[Opening Selected text section]

Not all human-headed animals of antiquity are sphinxes. In ancient Assyria, for example, bas-reliefs of bulls with the crowned bearded heads of kings guarded the entrances to temples.
In the classical Olympian mythology of Greece, all the deities had human form, though they could assume their animal natures as well. All the creatures of Greek myth that combine human and animal form are survivals of the pre-Olympian religion: centaurs, Typhon, Medusa, Lamia.
In Hindu tradition, one of the Avatars of Vishnu was the Narasimha which means 'man-lion'. The Avatar had a human body and the head of a lion.
Mannerist Sphinx
The revived Mannerist Sphinx of the 16th century is sometimes thought of as the French Sphinx. Her lovely coiffed head is erect and she has the pretty bust of a young woman. Often she wears eardrops and pearls. Her body is naturalistically rendered as a recumbent lion. Such Sphinxes were revived when the grottesche or "grotesque" decorations of the unearthed "Golden House" (Domus Aurea) of Nero were brought to light in late 15th century Rome, and she was incorporated into the classical vocabulary of arabesque designs that was spread throughout Europe in engravings during the 16th and 17th centuries. Her first appearances in French art are in the School of Fontainebleau in the 1520s and 30s; her last appearances are in the Late Baroque style of the French Régence (1715–1723).

[Closing Selected text section]

§ Assigned task 1
In the sphinx passage, rewrite the part from "Not all human-headed" to "Typhon, Medusa, Lamia.", swapping "temples" for "palaces".
§ Assigned task 2
For each statement, say yes or no on whether it agrees with the sphinx passage, and quote the words that decide it. (a) In ancient Assyria, bas-reliefs of bulls with kings' heads guarded temple entrances. (b) Narasimha had the body of a lion and the head of a man. (c) The Mannerist Sphinx first shows up in French art in the School of Fontainebleau.

[Opening Data shown section]

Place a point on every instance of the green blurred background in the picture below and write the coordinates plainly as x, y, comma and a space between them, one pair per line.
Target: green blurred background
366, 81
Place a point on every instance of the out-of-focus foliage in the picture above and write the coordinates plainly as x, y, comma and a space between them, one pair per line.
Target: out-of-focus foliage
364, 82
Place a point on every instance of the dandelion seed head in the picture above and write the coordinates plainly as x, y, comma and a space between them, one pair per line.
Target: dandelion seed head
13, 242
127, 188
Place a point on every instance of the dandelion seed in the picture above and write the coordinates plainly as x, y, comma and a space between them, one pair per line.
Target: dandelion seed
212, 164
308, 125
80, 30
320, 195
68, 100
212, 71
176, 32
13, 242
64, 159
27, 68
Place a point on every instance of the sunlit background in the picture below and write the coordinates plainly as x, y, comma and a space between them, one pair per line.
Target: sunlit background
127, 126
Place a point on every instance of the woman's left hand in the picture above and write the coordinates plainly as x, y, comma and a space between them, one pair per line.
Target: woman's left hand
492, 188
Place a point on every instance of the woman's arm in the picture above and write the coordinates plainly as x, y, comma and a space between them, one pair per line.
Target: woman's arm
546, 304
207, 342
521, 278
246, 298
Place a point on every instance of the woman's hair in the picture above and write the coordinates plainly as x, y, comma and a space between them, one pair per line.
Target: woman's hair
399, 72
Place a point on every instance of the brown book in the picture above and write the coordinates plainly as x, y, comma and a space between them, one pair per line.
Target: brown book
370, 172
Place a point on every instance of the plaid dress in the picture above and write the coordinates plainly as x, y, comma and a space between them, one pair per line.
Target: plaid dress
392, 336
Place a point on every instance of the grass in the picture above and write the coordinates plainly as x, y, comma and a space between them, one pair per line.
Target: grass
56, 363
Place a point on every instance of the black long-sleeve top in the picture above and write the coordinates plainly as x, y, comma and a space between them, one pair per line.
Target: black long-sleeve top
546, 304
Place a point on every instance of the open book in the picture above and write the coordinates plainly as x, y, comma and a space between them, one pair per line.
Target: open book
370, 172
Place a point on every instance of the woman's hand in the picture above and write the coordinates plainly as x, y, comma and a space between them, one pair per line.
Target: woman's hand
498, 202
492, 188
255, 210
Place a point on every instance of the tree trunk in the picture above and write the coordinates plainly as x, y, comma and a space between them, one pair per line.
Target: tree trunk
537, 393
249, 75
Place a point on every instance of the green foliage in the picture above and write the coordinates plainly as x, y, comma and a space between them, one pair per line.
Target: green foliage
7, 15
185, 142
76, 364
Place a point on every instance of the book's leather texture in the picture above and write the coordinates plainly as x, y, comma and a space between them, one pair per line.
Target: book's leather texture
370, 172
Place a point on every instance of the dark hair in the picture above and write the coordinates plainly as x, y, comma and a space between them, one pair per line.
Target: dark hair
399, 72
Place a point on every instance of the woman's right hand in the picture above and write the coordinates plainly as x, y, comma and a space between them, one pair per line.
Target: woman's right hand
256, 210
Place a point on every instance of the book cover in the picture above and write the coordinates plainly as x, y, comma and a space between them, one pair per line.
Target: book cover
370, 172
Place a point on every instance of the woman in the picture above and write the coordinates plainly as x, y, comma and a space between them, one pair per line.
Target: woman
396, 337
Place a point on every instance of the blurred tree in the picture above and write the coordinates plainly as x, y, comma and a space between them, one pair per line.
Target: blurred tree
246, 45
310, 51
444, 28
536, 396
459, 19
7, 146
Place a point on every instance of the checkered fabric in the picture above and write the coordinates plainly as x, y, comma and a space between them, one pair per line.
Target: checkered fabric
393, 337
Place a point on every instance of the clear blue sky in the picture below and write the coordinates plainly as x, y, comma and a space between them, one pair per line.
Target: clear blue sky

[Closing Data shown section]

§ Expected output 1
Not all human-headed animals of antiquity are sphinxes. In ancient Assyria, for example, bas-reliefs of bulls with the crowned bearded heads of kings guarded the entrances to palaces.
In the classical Olympian mythology of Greece, all the deities had human form, though they could assume their animal natures as well. All the creatures of Greek myth that combine human and animal form are survivals of the pre-Olympian religion: centaurs, Typhon, Medusa, Lamia.

§ Expected output 2
(a) Yes: "bas-reliefs of bulls with the crowned bearded heads of kings guarded the entrances to temples"
(b) No: "The Avatar had a human body and the head of a lion."
(c) Yes: "Her first appearances in French art are in the School of Fontainebleau in the 1520s and 30s"